- _Stated task_: Render every one of the lines below as a Markdown table with the columns "Row" and "Line", numbering rows in order and skipping blank lines.

Region annotation lines
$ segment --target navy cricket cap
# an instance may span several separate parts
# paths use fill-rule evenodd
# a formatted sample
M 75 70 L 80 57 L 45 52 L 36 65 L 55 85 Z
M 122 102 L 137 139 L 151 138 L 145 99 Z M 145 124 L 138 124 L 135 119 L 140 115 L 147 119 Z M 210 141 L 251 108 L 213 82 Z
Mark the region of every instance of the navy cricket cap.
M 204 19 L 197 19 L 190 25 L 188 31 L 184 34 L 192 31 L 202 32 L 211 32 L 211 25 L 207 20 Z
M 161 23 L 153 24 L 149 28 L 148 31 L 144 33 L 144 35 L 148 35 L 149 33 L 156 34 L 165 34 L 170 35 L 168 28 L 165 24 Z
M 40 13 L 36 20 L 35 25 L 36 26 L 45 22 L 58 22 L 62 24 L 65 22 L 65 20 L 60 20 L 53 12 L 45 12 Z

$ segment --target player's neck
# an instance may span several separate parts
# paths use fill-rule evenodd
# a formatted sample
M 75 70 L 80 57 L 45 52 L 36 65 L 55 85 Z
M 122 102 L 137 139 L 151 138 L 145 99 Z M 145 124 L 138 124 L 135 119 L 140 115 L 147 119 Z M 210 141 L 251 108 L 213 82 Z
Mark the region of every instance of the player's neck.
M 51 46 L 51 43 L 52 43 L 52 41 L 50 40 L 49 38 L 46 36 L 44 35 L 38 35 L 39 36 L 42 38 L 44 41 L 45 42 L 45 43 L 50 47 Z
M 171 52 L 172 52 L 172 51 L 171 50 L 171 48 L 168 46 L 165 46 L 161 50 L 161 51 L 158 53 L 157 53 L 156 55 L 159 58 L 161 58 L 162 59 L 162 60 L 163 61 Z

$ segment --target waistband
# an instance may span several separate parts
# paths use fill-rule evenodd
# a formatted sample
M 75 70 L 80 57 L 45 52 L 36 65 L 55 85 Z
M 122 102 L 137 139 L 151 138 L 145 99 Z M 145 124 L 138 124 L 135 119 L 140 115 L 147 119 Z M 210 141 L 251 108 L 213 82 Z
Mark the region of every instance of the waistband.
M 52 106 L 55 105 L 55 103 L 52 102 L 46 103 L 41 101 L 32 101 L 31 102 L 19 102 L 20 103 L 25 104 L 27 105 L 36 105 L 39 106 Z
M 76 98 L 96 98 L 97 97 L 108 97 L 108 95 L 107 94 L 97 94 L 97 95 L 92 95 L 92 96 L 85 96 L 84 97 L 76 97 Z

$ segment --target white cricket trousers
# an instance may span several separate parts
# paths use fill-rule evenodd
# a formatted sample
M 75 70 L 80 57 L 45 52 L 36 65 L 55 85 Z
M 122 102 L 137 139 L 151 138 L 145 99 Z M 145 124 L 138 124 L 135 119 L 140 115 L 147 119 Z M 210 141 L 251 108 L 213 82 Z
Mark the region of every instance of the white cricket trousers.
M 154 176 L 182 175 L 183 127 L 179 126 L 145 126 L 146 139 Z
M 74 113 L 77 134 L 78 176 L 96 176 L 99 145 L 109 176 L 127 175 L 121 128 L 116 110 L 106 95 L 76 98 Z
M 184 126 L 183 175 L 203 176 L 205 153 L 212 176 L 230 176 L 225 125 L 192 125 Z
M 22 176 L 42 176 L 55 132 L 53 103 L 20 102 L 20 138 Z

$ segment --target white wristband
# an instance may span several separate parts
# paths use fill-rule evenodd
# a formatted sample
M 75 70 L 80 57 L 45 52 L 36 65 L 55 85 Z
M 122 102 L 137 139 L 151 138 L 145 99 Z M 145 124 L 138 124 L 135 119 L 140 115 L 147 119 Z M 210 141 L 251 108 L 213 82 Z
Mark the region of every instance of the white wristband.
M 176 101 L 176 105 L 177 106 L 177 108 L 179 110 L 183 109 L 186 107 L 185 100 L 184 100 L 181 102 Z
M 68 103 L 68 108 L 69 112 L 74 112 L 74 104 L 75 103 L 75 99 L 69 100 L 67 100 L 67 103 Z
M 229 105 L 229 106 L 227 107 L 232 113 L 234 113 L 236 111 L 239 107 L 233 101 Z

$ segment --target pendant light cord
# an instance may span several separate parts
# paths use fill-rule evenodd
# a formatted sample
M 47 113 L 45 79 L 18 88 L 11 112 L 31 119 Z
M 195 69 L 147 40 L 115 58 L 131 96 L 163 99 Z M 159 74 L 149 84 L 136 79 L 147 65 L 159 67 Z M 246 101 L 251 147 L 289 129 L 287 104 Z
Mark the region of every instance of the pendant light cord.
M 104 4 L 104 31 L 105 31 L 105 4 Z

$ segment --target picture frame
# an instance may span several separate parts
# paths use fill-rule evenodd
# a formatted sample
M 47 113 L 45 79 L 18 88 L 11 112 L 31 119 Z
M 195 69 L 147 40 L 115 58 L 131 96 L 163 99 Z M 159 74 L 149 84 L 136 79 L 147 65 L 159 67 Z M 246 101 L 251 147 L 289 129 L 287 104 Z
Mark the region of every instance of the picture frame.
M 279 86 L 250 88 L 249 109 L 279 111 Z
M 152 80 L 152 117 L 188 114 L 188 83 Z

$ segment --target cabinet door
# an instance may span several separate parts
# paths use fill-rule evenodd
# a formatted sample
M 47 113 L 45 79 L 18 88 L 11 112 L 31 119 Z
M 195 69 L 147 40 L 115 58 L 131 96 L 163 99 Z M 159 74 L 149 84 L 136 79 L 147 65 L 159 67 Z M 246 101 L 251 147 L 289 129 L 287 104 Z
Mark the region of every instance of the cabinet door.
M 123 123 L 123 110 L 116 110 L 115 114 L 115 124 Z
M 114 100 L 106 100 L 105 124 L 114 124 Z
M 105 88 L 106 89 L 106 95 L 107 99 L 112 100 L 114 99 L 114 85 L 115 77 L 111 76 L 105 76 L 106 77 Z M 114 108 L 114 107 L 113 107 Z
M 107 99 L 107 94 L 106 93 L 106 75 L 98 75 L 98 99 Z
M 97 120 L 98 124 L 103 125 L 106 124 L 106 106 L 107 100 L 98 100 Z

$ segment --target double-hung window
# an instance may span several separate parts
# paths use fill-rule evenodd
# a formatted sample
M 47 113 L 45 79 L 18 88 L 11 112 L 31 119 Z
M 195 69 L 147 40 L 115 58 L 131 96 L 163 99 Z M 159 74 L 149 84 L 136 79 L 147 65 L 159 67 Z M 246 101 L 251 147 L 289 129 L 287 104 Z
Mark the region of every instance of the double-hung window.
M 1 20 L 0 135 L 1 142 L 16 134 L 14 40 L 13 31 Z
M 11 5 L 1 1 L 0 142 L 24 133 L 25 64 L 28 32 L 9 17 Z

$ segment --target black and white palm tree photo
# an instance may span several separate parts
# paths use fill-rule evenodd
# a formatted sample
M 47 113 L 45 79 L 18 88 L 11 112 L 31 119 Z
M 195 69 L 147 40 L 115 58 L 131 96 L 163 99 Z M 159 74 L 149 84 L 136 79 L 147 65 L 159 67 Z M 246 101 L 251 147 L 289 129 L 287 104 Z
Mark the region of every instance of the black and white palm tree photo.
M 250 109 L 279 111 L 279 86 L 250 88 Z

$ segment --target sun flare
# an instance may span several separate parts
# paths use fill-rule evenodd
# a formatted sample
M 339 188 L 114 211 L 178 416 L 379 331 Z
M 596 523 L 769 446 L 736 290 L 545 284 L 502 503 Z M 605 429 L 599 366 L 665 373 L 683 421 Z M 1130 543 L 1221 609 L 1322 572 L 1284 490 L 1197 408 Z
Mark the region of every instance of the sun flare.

- _Answer_:
| Row | Line |
|---|---|
| 1 | $ segment --target navy cricket cap |
| 2 | # an instance may span several separate parts |
| 3 | # paths use fill-rule evenodd |
| 4 | # a formatted sample |
| 5 | M 75 70 L 80 57 L 45 52 L 36 65 L 55 85 Z |
| 6 | M 122 102 L 137 139 L 151 138 L 145 99 Z M 145 124 L 138 124 L 135 119 L 140 115 L 147 119 Z M 210 141 L 251 108 L 213 82 Z |
| 7 | Mark the region of every instance of the navy cricket cap. |
| 8 | M 204 19 L 197 19 L 190 25 L 188 31 L 184 34 L 192 31 L 202 32 L 211 32 L 211 25 L 207 20 Z |
| 9 | M 161 23 L 153 24 L 149 28 L 148 31 L 144 33 L 144 35 L 148 35 L 149 33 L 156 34 L 165 34 L 170 35 L 168 28 L 165 24 Z |
| 10 | M 40 13 L 36 20 L 35 25 L 36 26 L 45 22 L 58 22 L 62 24 L 65 22 L 65 20 L 60 20 L 53 12 L 45 12 Z |
| 11 | $ segment --target player's neck |
| 12 | # an instance may span several separate parts |
| 13 | # paths use fill-rule evenodd |
| 14 | # a formatted sample |
| 15 | M 75 70 L 80 57 L 45 52 L 36 65 L 55 85 Z |
| 16 | M 122 102 L 137 139 L 151 138 L 145 99 Z M 145 124 L 138 124 L 135 119 L 140 115 L 147 119 Z M 210 141 L 251 108 L 213 82 Z |
| 17 | Mark the region of every instance of the player's neck. |
| 18 | M 51 46 L 51 43 L 52 43 L 52 41 L 50 40 L 49 38 L 46 36 L 44 35 L 38 35 L 39 36 L 42 38 L 44 41 L 45 42 L 45 43 L 50 47 Z |
| 19 | M 171 52 L 172 52 L 172 51 L 171 50 L 171 48 L 168 46 L 165 46 L 161 50 L 161 51 L 158 53 L 157 53 L 156 55 L 159 58 L 161 58 L 162 59 L 162 60 L 163 61 Z |
| 20 | $ segment --target waistband |
| 21 | # an instance may span several separate parts |
| 22 | # paths use fill-rule evenodd |
| 23 | # a formatted sample |
| 24 | M 75 70 L 80 57 L 45 52 L 36 65 L 55 85 Z |
| 25 | M 122 102 L 137 139 L 151 138 L 145 99 Z M 145 124 L 138 124 L 135 119 L 140 115 L 147 119 Z M 210 141 L 251 108 L 213 82 Z |
| 26 | Mark the region of every instance of the waistband. |
| 27 | M 52 106 L 55 105 L 55 103 L 52 102 L 46 103 L 41 101 L 32 101 L 31 102 L 19 102 L 20 103 L 25 104 L 27 105 L 36 105 L 39 106 Z |
| 28 | M 76 98 L 96 98 L 97 97 L 108 97 L 108 95 L 107 94 L 97 94 L 97 95 L 92 95 L 92 96 L 85 96 L 84 97 L 76 97 Z |
| 29 | $ segment --target white cricket trousers |
| 30 | # an instance may span several separate parts |
| 31 | # paths use fill-rule evenodd |
| 32 | # a formatted sample |
| 33 | M 75 70 L 80 57 L 45 52 L 36 65 L 55 85 Z |
| 34 | M 122 102 L 137 139 L 151 138 L 145 99 Z M 145 124 L 138 124 L 135 119 L 140 115 L 147 119 Z M 210 141 L 251 108 L 213 82 Z |
| 35 | Mark the region of every instance of the white cricket trousers. |
| 36 | M 154 176 L 182 175 L 183 127 L 179 126 L 145 126 L 146 139 Z |
| 37 | M 74 113 L 77 134 L 78 176 L 96 176 L 99 145 L 109 176 L 127 175 L 121 128 L 116 110 L 106 95 L 76 98 Z |
| 38 | M 184 126 L 183 175 L 203 176 L 205 153 L 212 176 L 230 176 L 225 125 L 192 125 Z |
| 39 | M 22 176 L 42 176 L 55 132 L 53 103 L 20 102 L 20 138 Z |
| 40 | $ segment --target white wristband |
| 41 | # an instance may span several separate parts |
| 42 | # paths use fill-rule evenodd |
| 43 | # a formatted sample |
| 44 | M 75 70 L 80 57 L 45 52 L 36 65 L 55 85 Z |
| 45 | M 122 102 L 137 139 L 151 138 L 145 99 Z M 145 124 L 138 124 L 135 119 L 140 115 L 147 119 Z M 210 141 L 251 108 L 213 82 Z |
| 46 | Mark the region of every instance of the white wristband. |
| 47 | M 176 101 L 176 105 L 177 106 L 177 108 L 179 110 L 183 109 L 186 107 L 185 100 L 184 100 L 181 102 Z |
| 48 | M 68 103 L 68 108 L 69 112 L 74 112 L 74 104 L 75 103 L 75 99 L 69 100 L 67 100 L 67 103 Z |
| 49 | M 229 105 L 229 106 L 227 107 L 232 113 L 234 113 L 236 111 L 239 107 L 233 101 Z |
| 50 | $ segment --target pendant light cord |
| 51 | # an instance may span several separate parts |
| 52 | # paths use fill-rule evenodd |
| 53 | # a formatted sample |
| 54 | M 47 113 L 45 79 L 18 88 L 11 112 L 31 119 Z |
| 55 | M 195 69 L 147 40 L 115 58 L 131 96 L 163 99 Z M 159 74 L 149 84 L 136 79 L 147 65 L 159 67 Z M 246 101 L 251 147 L 289 129 L 287 104 Z |
| 56 | Mark the region of every instance of the pendant light cord. |
| 57 | M 104 4 L 104 31 L 105 31 L 105 4 Z |
| 58 | $ segment --target picture frame |
| 59 | # an instance may span several separate parts |
| 60 | # paths use fill-rule evenodd |
| 61 | # a formatted sample |
| 62 | M 47 113 L 45 79 L 18 88 L 11 112 L 31 119 Z |
| 63 | M 195 69 L 147 40 L 115 58 L 131 96 L 163 99 Z M 159 74 L 149 84 L 136 79 L 147 65 L 159 67 Z M 246 101 L 251 147 L 289 129 L 287 104 Z |
| 64 | Mark the region of every instance of the picture frame. |
| 65 | M 279 86 L 250 88 L 249 109 L 279 111 Z |
| 66 | M 152 80 L 152 117 L 188 114 L 188 83 Z |
| 67 | $ segment --target cabinet door |
| 68 | # an instance may span several separate parts |
| 69 | # paths use fill-rule evenodd |
| 70 | # a formatted sample |
| 71 | M 47 113 L 45 79 L 18 88 L 11 112 L 31 119 Z |
| 72 | M 195 69 L 147 40 L 115 58 L 131 96 L 163 99 Z M 159 74 L 149 84 L 136 79 L 147 65 L 159 67 Z M 246 101 L 251 147 L 289 129 L 287 104 Z |
| 73 | Mark the region of every instance of the cabinet door. |
| 74 | M 123 123 L 123 110 L 116 110 L 115 114 L 115 124 Z |
| 75 | M 114 100 L 106 100 L 105 124 L 114 124 Z |
| 76 | M 105 88 L 106 89 L 106 95 L 107 99 L 112 100 L 114 99 L 114 85 L 115 77 L 111 76 L 105 76 L 106 77 Z M 114 108 L 114 107 L 113 107 Z |
| 77 | M 107 99 L 107 94 L 106 93 L 106 75 L 98 75 L 98 99 Z |
| 78 | M 97 120 L 98 124 L 103 125 L 106 124 L 106 106 L 107 100 L 98 100 Z |
| 79 | $ segment --target double-hung window |
| 80 | # an instance may span several separate parts |
| 81 | # paths use fill-rule evenodd |
| 82 | # a formatted sample |
| 83 | M 47 113 L 45 79 L 18 88 L 11 112 L 31 119 Z |
| 84 | M 195 69 L 147 40 L 115 58 L 131 96 L 163 99 Z M 159 74 L 149 84 L 136 79 L 147 65 L 159 67 Z M 246 101 L 251 147 L 289 129 L 287 104 Z |
| 85 | Mark the region of every instance of the double-hung window. |
| 86 | M 1 20 L 0 135 L 1 142 L 16 134 L 14 40 L 13 31 Z |
| 87 | M 11 5 L 1 1 L 0 142 L 24 133 L 25 64 L 28 32 L 9 17 Z |
| 88 | $ segment --target black and white palm tree photo |
| 89 | # an instance may span several separate parts |
| 90 | # paths use fill-rule evenodd |
| 91 | # a formatted sample |
| 92 | M 47 113 L 45 79 L 18 88 L 11 112 L 31 119 Z |
| 93 | M 195 69 L 147 40 L 115 58 L 131 96 L 163 99 Z M 159 74 L 149 84 L 136 79 L 147 65 L 159 67 Z M 246 101 L 251 147 L 289 129 L 287 104 Z |
| 94 | Mark the region of every instance of the black and white palm tree photo. |
| 95 | M 250 109 L 279 111 L 279 86 L 250 88 Z |
| 96 | $ segment --target sun flare |
| 97 | # an instance may span several separate parts |
| 98 | # paths use fill-rule evenodd |
| 99 | # a formatted sample |
| 100 | M 339 188 L 114 211 L 178 416 L 379 331 Z |
| 101 | M 596 523 L 769 446 L 736 290 L 545 284 L 502 503 Z M 605 429 L 599 366 L 665 373 L 683 421 Z M 1130 543 L 1221 609 L 1322 572 L 1284 490 L 1197 408 Z |
| 102 | Mark the region of every instance of the sun flare. |